**AVAILABLE DATA**
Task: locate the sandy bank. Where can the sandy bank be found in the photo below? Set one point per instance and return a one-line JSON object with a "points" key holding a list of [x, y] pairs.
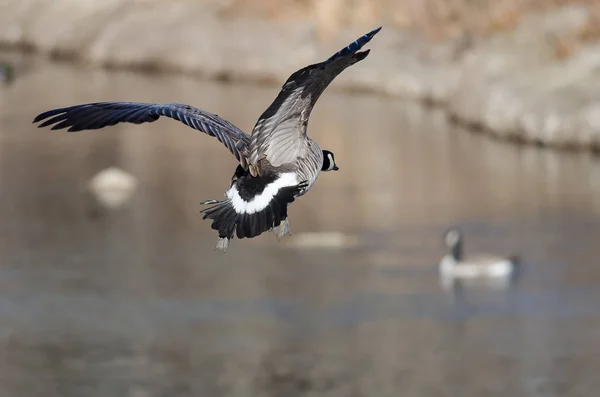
{"points": [[536, 82]]}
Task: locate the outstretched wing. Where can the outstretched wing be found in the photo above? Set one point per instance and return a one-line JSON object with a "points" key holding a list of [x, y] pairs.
{"points": [[280, 133], [93, 116]]}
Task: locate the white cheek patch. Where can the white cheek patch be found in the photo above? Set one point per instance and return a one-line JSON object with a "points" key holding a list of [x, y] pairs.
{"points": [[261, 201], [331, 162]]}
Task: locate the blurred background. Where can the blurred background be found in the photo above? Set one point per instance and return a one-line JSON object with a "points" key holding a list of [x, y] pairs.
{"points": [[476, 113]]}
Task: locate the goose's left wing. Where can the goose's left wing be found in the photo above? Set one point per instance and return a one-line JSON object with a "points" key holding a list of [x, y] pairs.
{"points": [[280, 133], [92, 116]]}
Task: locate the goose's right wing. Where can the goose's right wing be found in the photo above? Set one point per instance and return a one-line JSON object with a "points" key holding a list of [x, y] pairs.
{"points": [[97, 115]]}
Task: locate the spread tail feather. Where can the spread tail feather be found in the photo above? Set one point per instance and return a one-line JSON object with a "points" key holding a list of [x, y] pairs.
{"points": [[228, 223]]}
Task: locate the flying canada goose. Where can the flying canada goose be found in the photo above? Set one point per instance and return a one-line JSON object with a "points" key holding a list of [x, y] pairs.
{"points": [[277, 161], [455, 266]]}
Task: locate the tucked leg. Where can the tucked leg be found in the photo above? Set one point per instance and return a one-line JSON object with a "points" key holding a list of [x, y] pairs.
{"points": [[222, 244], [283, 229]]}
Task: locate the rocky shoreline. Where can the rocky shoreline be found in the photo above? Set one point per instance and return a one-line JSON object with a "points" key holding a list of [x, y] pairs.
{"points": [[538, 82]]}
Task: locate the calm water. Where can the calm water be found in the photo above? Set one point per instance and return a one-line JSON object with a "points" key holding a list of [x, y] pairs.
{"points": [[136, 302]]}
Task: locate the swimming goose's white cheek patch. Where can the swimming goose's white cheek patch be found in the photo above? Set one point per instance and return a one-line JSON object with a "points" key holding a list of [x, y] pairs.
{"points": [[261, 201]]}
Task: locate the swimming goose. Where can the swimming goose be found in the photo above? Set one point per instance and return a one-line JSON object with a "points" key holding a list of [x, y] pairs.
{"points": [[455, 266], [277, 161]]}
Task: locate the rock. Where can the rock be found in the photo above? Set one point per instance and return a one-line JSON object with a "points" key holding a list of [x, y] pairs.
{"points": [[113, 187], [331, 240], [7, 73]]}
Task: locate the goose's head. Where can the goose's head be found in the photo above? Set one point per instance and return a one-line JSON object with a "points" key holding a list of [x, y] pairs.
{"points": [[453, 241], [329, 162]]}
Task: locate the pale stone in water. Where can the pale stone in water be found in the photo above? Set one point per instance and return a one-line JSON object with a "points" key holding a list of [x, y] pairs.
{"points": [[113, 187]]}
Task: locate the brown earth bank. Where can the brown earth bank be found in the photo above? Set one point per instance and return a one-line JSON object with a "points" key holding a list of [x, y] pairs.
{"points": [[525, 70]]}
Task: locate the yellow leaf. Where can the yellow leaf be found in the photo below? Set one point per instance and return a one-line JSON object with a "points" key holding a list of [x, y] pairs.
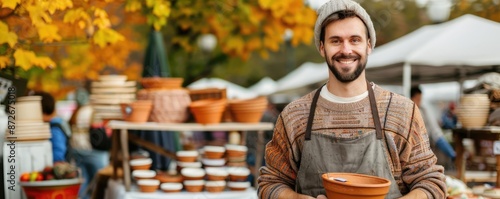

**GOAL**
Please report how many lines of the data above contain the word "goose". Case matters, and the reply should be the number alone.

**TASK OUTPUT**
6